Random Dance comes to Duke

This weekend, Random Dance, the London-based dance company and brainchild of award winning choreographer Wayne McGregor, brings its latest production, FAR, to Duke as part of an extended residency.

Inspired by Roy Porter’s book, Flesh in the Age of Reason, FAR explores the role of our cognitive faculties in the creative process, incorporating idiosyncratic choreography and modern technology such as a computerized pin board of 3,200 LED lights and electronic sounds to expand audiences’ notions of modern dance.

Sponsored by Duke Performances, the residency has included class visits and a conversation about Wayne McGregor’s creative process with Antoine Vereecken, rehearsal director for Random Dance, preceding their performances of FAR on February 24 and 25.

(Stored items)

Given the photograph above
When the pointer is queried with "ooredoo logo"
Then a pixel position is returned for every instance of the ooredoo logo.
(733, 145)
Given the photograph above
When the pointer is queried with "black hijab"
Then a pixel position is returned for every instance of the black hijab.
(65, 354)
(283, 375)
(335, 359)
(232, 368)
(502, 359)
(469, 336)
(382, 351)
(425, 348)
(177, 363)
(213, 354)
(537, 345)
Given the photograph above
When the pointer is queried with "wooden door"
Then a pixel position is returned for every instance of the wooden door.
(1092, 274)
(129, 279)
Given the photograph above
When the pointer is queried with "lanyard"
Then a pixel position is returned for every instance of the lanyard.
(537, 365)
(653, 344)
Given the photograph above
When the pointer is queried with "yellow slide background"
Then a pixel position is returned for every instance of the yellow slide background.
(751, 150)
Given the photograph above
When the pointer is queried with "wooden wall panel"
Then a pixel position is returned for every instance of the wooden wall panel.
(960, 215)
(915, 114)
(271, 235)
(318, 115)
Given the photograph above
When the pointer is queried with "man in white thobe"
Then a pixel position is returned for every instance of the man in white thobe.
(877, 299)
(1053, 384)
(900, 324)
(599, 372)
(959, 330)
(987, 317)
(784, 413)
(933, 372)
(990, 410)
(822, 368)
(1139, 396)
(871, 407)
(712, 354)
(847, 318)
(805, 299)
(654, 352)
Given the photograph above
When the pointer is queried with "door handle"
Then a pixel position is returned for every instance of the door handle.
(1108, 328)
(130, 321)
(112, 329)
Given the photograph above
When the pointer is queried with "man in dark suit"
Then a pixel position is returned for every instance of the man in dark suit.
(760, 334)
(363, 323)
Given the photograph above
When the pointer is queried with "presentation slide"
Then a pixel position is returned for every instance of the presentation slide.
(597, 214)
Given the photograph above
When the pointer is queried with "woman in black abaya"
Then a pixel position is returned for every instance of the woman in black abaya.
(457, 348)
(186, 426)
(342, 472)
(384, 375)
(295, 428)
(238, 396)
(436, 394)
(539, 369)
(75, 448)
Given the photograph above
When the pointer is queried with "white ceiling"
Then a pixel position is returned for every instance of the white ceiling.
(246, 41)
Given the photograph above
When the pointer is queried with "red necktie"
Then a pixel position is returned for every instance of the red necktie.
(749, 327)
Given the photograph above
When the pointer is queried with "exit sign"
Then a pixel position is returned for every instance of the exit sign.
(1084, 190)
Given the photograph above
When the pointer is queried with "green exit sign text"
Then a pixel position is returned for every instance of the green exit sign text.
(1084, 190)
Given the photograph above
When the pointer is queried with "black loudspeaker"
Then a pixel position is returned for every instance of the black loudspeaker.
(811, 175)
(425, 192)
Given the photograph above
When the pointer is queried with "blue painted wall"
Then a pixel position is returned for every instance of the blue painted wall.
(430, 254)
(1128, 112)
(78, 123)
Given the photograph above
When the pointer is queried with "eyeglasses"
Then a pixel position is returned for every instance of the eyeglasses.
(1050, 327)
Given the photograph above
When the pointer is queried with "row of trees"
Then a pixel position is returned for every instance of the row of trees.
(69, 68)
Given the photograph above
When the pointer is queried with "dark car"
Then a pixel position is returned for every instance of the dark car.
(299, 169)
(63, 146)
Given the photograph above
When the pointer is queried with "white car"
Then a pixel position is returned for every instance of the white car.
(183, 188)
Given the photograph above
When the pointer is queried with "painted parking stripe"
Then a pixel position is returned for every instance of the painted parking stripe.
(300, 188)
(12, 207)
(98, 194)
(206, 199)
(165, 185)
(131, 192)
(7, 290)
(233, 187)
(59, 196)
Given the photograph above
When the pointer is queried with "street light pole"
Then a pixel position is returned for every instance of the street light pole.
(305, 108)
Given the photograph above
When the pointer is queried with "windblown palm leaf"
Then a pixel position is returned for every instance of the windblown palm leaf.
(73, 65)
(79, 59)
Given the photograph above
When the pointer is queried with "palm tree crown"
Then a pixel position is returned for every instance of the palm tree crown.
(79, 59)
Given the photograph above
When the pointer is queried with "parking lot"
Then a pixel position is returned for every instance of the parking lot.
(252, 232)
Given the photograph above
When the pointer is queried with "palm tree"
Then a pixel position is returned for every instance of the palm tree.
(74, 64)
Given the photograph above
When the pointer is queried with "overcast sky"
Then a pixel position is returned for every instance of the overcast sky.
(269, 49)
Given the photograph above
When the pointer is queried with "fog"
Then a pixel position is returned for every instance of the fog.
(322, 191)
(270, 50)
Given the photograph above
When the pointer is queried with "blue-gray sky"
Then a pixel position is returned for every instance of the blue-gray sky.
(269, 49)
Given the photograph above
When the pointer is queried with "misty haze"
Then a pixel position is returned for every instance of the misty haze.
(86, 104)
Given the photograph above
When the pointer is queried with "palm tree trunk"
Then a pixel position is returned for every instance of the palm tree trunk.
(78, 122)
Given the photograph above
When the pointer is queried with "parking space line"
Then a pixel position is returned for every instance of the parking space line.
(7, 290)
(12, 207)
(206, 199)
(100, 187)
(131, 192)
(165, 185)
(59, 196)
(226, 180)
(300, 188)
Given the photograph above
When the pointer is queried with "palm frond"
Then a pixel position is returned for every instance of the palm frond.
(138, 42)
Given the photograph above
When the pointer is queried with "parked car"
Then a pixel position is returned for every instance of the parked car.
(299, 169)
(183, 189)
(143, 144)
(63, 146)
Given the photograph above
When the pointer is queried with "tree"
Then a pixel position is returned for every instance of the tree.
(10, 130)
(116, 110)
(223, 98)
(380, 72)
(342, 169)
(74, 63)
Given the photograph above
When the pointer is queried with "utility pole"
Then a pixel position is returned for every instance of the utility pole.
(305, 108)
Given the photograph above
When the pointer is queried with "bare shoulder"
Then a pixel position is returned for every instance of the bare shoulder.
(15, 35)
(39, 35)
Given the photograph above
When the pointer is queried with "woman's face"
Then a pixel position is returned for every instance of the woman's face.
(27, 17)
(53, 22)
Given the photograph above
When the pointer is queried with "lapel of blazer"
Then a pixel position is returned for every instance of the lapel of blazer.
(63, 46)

PROBLEM SET:
[A] In the article about Random Dance at Duke, rewrite the part that opens with the words containing "Inspired by Roy" and closes with "February 24 and 25.", swapping "LED lights" for "LED bulbs".
[B] Answer these questions from the article about Random Dance at Duke:
(i) In which city is Random Dance based?
(ii) What book inspired FAR?
(iii) How many LED lights are on the computerized pin board?
[C] Write what comes next in the article about Random Dance at Duke.
None of the material above is needed for the tasks.

WRITTEN RESPONSES:
[A]
Inspired by Roy Porter’s book, Flesh in the Age of Reason, FAR explores the role of our cognitive faculties in the creative process, incorporating idiosyncratic choreography and modern technology such as a computerized pin board of 3,200 LED bulbs and electronic sounds to expand audiences’ notions of modern dance.

Sponsored by Duke Performances, the residency has included class visits and a conversation about Wayne McGregor’s creative process with Antoine Vereecken, rehearsal director for Random Dance, preceding their performances of FAR on February 24 and 25.

[B]
(i) London
(ii) Roy Porter's Flesh in the Age of Reason
(iii) 3,200

[C]
Even if you haven’t heard of Wayne McGregor, you’ve probably seen his work. The choreographer behind Radiohead’s music video for “Lotus Flower” and Harry Potter and the Goblet of Fire, McGregor is also the creator of large-scale public dances such as the upcoming Big Dance Trafalgar Square, which will celebrate the London 2012 Olympics in July. McGregor is also Resident Choreographer of The Royal Ballet and a committed educator, conducting workshops and residencies at schools and community centers in the UK and abroad.

“Wayne always says that when he created his company, he didn’t want to be put in a pigeon hole. ‘Random’ meant that he would be able to work on a variety of projects,” said Vereecken, who is managing the tour.

McGregor’s Random Dance productions are heavily influenced by his fellowship with the Experimental Psychology department of Cambridge University, where he studied the cognitive aspects of dance-making. To create FAR, McGregor and a team of neuroscientists asked the dancers to improvise choreography based on prompts such as photographs of medical instruments, imaginary limbs or trios of planets orbiting in space. The scientists would then stop the dancers mid-movement and ask them to write down the last image they were working with, whether visual, auditory or kinesthetic, Vereecken said.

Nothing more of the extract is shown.